WRITTEN EXERCISE
Reproduce the material below line for line, changing nothing.

(Rows from a dataset)

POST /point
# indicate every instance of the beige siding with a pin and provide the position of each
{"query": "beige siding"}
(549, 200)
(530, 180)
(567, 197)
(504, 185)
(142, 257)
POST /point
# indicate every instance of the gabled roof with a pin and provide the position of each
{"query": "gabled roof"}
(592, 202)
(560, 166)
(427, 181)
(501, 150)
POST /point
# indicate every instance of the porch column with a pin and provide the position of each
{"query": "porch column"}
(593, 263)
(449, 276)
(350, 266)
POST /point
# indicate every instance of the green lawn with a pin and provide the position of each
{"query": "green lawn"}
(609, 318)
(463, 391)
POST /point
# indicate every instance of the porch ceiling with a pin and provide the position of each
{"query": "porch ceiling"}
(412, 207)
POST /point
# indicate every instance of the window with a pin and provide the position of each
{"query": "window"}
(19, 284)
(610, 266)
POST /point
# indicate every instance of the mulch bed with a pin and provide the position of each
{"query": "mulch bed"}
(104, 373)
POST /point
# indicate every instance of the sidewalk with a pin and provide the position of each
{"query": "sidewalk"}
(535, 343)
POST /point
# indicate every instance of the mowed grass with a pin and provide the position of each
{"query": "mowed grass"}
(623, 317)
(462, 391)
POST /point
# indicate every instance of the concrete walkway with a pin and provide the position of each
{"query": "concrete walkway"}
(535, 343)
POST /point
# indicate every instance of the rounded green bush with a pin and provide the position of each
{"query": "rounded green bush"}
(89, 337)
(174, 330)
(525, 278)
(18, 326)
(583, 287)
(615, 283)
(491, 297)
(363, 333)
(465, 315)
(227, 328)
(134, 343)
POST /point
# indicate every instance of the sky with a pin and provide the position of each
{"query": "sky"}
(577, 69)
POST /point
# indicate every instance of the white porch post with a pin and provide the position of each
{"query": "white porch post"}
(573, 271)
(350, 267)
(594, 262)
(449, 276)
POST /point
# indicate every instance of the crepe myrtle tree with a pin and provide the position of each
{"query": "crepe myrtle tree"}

RESPONSE TO THIS TASK
POST /point
# indicate every instance of the beige siding with a pin and provide the position of each
{"query": "beige siding"}
(549, 200)
(530, 180)
(567, 197)
(504, 185)
(142, 257)
POST /point
# indicate every instance of the gabled roof with a pin and provide the position of each
{"query": "gabled roof"}
(592, 202)
(560, 166)
(427, 181)
(501, 150)
POST /point
# indicate every instance of the porch column with a pin and provide the position of each
{"query": "porch column"}
(593, 263)
(449, 276)
(350, 266)
POST /point
# indicate every instance of the green lawn with a pin and provide the position of each
{"query": "green lawn"}
(609, 318)
(463, 391)
POST /point
# indicate every instance of the porch ceiling with a pin and provide the position of each
{"query": "porch ceiling"}
(412, 207)
POST /point
# indicate every instance of the window with a pin and provide the position of each
{"query": "window"}
(19, 284)
(610, 266)
POST /point
# indicate every instance of the mulch bed with a pin and provide the position of each
{"query": "mulch bed"}
(104, 373)
POST /point
# indicate every instance of the sidewalk with a pin and provide the position of each
{"query": "sidewalk"}
(535, 343)
POST /point
# indicate every instance of the mowed grass with a pin and provide the position of each
{"query": "mowed grass"}
(623, 317)
(462, 391)
POST /point
# indicate every instance of the concrete walkway with a pin and provide the position of each
{"query": "concrete walkway"}
(535, 343)
POST /point
# indicate every instance of the rounded green bush with a pin and provide the position of each
{"query": "rounded green bush"}
(89, 337)
(174, 330)
(525, 278)
(18, 326)
(583, 287)
(615, 283)
(491, 297)
(363, 333)
(465, 315)
(227, 328)
(134, 343)
POST /point
# indicate every instance of the sky with a pin and provide the position of each
{"query": "sky"}
(577, 69)
POST /point
# indicate every instance of the white porch post with a pin and provide the position of each
{"query": "white porch post"}
(573, 271)
(350, 267)
(594, 262)
(449, 276)
POST /point
# indicate every instance of the crepe myrtle tree with a pin and provide the position of each
{"query": "crepe myrtle tree"}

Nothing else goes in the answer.